» ESTRATTO DELLA PAGINA:
Midnight in Cannes
Attraverso il boulevard de la Croisette all’altezza del Carlton e procedo in direzione del “Palais”. La brezza marina diffonde oltre i tendoni del bar-ristorante le voci di un coro poliglotta mixate con un brano di musica brasiliana.
Deve trattarsi di uno dei tanti party che si organizzano sulla spiaggia di Cannes nei giorni del Festival della Pubblicità. “Hey Bruno, come on down!” A chiamarmi è un gigante con il cranio luccicante, in smoking nero e camicia havajana.
Si chiama Jerry Della Femina, mi viene incontro sbracciandosi e mi spinge verso un gruppo di persone annunciando la mia presenza con un’enfasi imbarazzante. Disagio che cresce a causa dei miei bluejeans scoloriti e della t-shirt dell’88 col disegno della testa di leone simbolo del festival.

» INFORMAZIONI:
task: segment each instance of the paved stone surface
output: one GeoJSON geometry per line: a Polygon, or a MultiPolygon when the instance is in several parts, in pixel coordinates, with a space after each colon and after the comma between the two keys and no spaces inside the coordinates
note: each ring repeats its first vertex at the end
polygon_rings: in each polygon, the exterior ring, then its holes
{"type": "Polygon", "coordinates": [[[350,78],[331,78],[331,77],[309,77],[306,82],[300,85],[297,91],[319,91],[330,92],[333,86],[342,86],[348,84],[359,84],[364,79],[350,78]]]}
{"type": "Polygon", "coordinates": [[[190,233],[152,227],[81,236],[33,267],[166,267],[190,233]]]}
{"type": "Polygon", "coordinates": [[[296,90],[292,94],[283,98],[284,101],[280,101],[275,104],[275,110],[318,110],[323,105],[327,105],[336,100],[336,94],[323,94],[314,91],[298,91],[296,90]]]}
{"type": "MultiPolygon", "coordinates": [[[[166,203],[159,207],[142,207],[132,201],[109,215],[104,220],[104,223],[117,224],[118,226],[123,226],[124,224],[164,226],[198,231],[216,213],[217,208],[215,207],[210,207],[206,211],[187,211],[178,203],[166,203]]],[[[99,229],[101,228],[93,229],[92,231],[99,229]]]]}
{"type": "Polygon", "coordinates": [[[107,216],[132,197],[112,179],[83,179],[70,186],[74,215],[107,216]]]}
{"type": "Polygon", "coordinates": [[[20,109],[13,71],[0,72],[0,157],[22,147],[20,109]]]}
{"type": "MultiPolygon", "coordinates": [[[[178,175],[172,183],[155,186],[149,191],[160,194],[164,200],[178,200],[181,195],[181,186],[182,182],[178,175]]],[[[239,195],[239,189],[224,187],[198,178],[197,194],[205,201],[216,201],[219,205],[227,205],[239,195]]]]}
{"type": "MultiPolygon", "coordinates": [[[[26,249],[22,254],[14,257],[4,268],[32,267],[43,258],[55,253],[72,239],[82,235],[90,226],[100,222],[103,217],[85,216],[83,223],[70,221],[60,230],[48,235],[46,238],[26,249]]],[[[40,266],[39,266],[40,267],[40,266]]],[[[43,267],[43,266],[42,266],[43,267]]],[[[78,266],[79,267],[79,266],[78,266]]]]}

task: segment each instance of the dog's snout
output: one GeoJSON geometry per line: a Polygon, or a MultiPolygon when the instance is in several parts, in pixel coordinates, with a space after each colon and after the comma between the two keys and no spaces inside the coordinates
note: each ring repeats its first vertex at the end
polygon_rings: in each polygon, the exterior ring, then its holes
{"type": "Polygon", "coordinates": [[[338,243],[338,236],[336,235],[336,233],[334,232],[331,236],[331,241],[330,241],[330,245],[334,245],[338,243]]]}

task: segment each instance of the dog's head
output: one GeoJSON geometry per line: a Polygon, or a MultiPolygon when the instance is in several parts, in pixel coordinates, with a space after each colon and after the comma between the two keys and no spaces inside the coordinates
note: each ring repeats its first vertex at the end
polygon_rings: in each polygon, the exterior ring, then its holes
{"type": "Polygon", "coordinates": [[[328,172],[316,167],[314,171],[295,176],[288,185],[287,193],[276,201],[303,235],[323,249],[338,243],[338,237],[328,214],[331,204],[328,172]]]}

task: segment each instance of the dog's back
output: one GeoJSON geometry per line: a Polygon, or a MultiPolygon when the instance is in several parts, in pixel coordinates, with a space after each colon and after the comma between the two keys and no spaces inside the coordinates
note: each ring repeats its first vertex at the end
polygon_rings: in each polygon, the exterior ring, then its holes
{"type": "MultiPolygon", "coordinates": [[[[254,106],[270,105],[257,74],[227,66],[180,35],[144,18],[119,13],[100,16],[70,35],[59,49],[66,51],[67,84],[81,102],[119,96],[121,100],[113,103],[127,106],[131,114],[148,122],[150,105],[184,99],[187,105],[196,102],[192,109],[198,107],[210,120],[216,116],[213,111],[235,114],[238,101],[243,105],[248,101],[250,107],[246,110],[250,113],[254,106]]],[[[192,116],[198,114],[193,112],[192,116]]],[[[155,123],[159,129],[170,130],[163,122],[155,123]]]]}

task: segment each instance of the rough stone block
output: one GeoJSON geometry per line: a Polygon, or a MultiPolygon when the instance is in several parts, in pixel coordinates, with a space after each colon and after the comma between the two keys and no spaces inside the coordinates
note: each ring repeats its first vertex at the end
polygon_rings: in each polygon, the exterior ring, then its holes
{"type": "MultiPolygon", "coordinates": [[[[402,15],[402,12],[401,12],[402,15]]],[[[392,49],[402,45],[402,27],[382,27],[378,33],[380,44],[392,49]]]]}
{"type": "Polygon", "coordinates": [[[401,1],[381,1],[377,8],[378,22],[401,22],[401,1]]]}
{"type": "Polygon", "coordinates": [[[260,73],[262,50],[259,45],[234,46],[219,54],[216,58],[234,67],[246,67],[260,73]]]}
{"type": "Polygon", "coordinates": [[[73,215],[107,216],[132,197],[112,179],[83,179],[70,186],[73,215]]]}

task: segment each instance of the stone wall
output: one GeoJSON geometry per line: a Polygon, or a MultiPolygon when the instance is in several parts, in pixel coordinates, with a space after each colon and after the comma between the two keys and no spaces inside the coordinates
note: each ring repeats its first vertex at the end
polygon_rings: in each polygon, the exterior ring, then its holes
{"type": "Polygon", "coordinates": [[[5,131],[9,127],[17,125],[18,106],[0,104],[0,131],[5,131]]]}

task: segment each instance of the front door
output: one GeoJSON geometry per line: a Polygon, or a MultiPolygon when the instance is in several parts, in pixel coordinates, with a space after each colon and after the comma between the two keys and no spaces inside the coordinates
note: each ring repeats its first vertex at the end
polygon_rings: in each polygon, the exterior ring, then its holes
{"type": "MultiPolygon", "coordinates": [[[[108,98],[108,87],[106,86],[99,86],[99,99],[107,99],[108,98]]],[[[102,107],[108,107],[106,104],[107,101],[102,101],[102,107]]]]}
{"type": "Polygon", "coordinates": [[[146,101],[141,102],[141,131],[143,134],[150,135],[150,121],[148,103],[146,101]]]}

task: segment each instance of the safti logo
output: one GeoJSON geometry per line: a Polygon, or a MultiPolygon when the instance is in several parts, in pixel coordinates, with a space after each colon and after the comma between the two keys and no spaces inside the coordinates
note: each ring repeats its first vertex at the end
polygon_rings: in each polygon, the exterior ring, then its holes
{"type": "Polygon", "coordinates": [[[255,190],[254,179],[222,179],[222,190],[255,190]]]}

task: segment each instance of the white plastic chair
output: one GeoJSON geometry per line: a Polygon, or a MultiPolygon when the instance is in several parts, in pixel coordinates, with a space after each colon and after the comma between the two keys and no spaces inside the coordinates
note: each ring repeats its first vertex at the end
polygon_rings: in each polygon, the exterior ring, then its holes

» COMPITI DA SVOLGERE:
1. Traduci in inglese questa frase del racconto della notte a Cannes: «Attraverso il boulevard de la Croisette all’altezza del Carlton e procedo in direzione del “Palais”.»
2. Prosegui il racconto della notte a Cannes a partire dall'ultima frase riportata.

» RISPOSTE ALL'ESERCIZIO:
1. I cross the boulevard de la Croisette at the Carlton and head toward the “Palais.”

2.
Ma dato che nessuno dei presenti sembra badare al mio look casuale mi guardo attorno e, tra tanti volti anonimi, riconosco i tratti aristocratici di David Ogilvy e l’inconfondibile profilo da capo contabile a tutti noto col nome di Leo Burnett.
Jerry è rimasto lo stesso “madman” di sempre, l’estroverso copywriter, figlio di immigrati italiani, diventato un guru dell’advertising USA dopo aver venduto giornali per le strade di Brooklyn.
Quando lo incontrai per la prima volta era già famoso e mi stupì la sua disponibilità a spendere del tempo a parlare con me chiamandomi “collega”. Sosteneva che noi italiani saremmo diventati grandi professionisti della pubblicità.
Basta guardarsi intorno, diceva. Il vostro background culturale è unico al mondo. Il teatro, il cinema, la letteratura, la pittura, la musica e tutto quello che si intende per creatività voi ce l’avete nel DNA. “Believe me, this is more than enough to become the best in the world!”, concludeva battendomi entusiastiche pacche sulla schiena.
Bevo un sorso di champagne sgasato e, prima che Jerry mi chieda come vanno le cose, lo informo che le sue previsioni sul radioso destino riservato ai creativi italiani purtroppo non si sono avverate.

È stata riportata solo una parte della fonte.